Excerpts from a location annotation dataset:
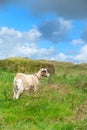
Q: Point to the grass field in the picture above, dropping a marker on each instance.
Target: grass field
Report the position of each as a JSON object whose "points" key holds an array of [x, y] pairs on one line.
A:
{"points": [[60, 104]]}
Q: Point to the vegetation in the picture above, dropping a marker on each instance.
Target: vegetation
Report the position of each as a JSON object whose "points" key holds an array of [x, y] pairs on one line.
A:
{"points": [[60, 103]]}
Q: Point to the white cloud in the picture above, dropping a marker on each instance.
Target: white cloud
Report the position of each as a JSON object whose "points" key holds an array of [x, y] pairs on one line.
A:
{"points": [[82, 56], [77, 42], [12, 40], [24, 44], [56, 30]]}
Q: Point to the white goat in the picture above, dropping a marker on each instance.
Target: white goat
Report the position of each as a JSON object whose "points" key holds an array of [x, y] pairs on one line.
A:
{"points": [[28, 82]]}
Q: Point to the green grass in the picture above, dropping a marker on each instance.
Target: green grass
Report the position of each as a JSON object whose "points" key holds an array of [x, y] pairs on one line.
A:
{"points": [[60, 104]]}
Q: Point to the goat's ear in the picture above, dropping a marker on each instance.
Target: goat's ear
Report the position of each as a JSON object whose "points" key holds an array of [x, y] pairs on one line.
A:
{"points": [[43, 70]]}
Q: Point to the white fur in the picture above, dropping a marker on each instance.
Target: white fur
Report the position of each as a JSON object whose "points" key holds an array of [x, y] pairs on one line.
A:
{"points": [[28, 82]]}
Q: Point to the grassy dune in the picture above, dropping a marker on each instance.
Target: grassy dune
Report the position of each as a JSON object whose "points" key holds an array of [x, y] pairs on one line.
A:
{"points": [[60, 104]]}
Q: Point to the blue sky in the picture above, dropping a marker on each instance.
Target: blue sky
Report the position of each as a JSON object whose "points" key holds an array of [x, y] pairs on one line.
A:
{"points": [[49, 29]]}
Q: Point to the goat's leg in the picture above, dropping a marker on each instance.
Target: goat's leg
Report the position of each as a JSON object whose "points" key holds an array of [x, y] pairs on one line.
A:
{"points": [[35, 89]]}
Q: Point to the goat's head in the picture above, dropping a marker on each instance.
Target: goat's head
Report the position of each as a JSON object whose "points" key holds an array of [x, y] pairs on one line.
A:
{"points": [[44, 72]]}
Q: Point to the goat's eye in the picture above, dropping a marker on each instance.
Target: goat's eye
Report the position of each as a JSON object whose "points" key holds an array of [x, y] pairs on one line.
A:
{"points": [[44, 71]]}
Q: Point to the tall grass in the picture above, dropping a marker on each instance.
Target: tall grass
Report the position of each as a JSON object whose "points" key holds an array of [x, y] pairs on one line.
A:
{"points": [[60, 104]]}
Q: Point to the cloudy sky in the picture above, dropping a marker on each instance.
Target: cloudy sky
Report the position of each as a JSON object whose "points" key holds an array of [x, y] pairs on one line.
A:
{"points": [[44, 29]]}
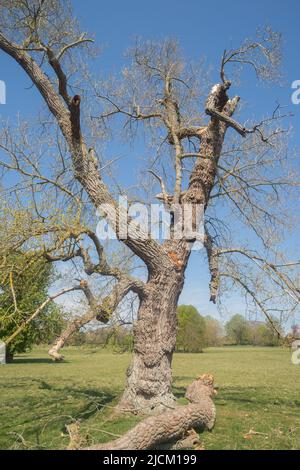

* What you will do
Copy each line of the listing above that contains the string "dune". Case counts.

* Exercise result
Q: Point to the grassy dune in the picture above, dropping a marker on each instance.
Target: grassy dune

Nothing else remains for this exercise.